** BEGIN Provided passage **

Families make daring fire escape in San Rafael with bed sheets
SAN RAFAEL, Calif. (KTVU) - A quick-moving two-alarm fire at a San Rafael apartment complex forced one man and his son to escape from a second floor window by tying their bedsheets together, while a mother of four lowered her children and a baby down to the ground where several men caught them, according to neighbors who say they saw the narrow escape.
The San Rafael Fire Department says the call came in about 10:45 a.m. Wednesday saying some people might be trapped inside the apartments.
When crews arrived they immediately started evacuating the burning building at 120 Larkspur Street. Flames burned through the wooden balconies at the front of two apartment units. The fire was so intense, residents in the two burning units already had jumped from the second floor.
Gerardin Rodas was in unit 12 and said he knew he and his youngest son had to get out.

** END Provided passage **
** BEGIN Records supplied **

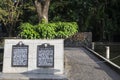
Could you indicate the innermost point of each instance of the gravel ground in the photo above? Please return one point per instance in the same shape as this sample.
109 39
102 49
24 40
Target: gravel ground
83 65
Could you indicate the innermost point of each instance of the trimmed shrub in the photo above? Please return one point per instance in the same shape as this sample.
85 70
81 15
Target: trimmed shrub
48 31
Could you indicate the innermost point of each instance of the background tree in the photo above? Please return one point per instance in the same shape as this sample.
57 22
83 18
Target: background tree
10 11
42 7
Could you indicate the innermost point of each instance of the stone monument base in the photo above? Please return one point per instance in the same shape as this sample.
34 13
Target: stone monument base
24 76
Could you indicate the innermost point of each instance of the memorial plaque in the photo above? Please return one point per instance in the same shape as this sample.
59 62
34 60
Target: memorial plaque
19 55
45 55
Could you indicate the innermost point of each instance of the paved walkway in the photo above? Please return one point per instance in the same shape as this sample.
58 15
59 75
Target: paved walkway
83 65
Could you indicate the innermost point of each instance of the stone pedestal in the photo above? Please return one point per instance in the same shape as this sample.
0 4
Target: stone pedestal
31 49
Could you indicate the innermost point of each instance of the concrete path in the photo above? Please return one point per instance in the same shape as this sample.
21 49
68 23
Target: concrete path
83 65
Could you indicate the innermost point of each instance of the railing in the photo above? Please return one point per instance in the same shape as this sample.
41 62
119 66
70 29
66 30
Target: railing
110 51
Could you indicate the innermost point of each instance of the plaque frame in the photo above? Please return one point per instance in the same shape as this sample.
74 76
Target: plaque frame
42 46
19 44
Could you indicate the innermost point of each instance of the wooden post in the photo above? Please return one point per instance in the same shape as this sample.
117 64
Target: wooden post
108 52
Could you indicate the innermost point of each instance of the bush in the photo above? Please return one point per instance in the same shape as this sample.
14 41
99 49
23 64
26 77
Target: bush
48 31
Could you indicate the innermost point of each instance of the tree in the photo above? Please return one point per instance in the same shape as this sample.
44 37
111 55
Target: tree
42 7
10 11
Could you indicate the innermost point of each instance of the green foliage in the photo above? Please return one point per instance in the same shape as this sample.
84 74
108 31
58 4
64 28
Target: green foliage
48 31
27 31
9 15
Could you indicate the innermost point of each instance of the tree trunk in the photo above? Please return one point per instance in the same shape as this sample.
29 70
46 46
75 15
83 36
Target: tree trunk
42 7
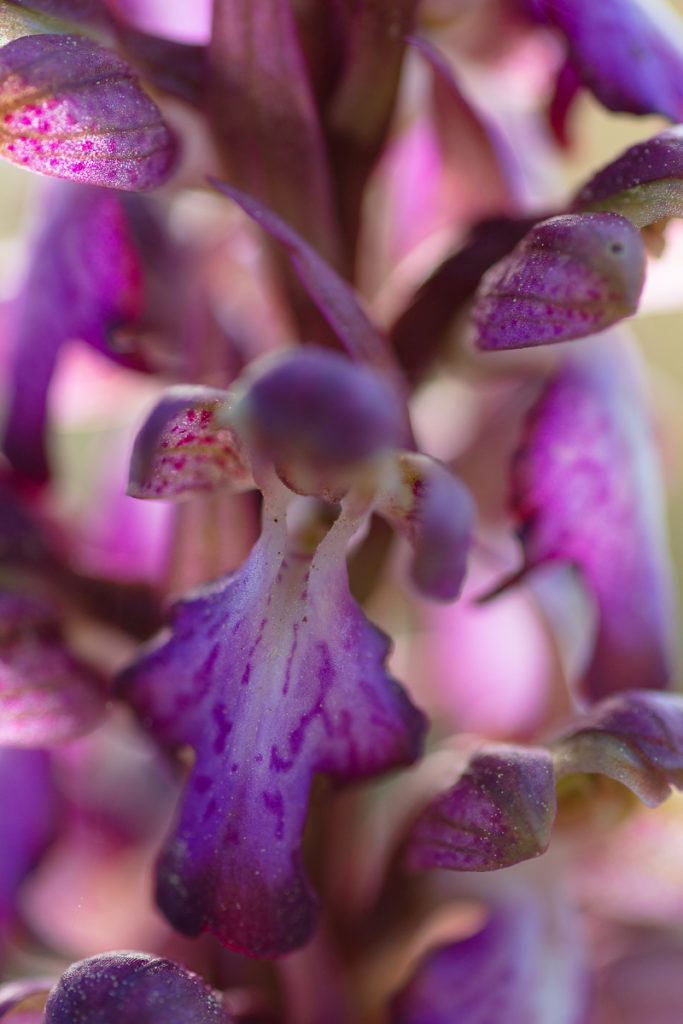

** END Records supplied **

» **Work instructions**:
1. Translate this sentence from the San Rafael fire article into Spanish: "The San Rafael Fire Department says the call came in about 10:45 a.m. Wednesday saying some people might be trapped inside the apartments."
2. Decide whether each statement agrees with the San Rafael fire article. Answer yes or no for each, and quote the deciding words.
(a) The call reached the fire department at about 10:45 a.m. on Wednesday.
(b) Flames burned through metal balconies at the back of the building.
(c) Gerardin Rodas was in unit 12.
3. Extend the San Rafael fire article with a few more sentences, starting after its final sentence.

» **Answers to the problems**:
1. El Departamento de Bomberos de San Rafael dice que la llamada entró alrededor de las 10:45 a. m. del miércoles, indicando que algunas personas podrían estar atrapadas dentro de los apartamentos.

2.
(a) Yes: "the call came in about 10:45 a.m. Wednesday"
(b) No: "Flames burned through the wooden balconies at the front of two apartment units."
(c) Yes: "Gerardin Rodas was in unit 12"

3.
"It was my idea to use the sheets. My son was sleeping," said Rodas.
Rodas said he tied their sheets and a blanket together, woke his son and they escaped out the back window. Rodas said he noticed the fire because he had just gotten up to warm up some soup in the microwave and when he returned to the front room, he says he could see the fire.
Neighbors say a mother in Unit 11 was screaming for help.
"She was saying I'm going to die, I'm going to die," said Michael Chan, 9, a neighbor who says he saw the fire from his home across the walkway.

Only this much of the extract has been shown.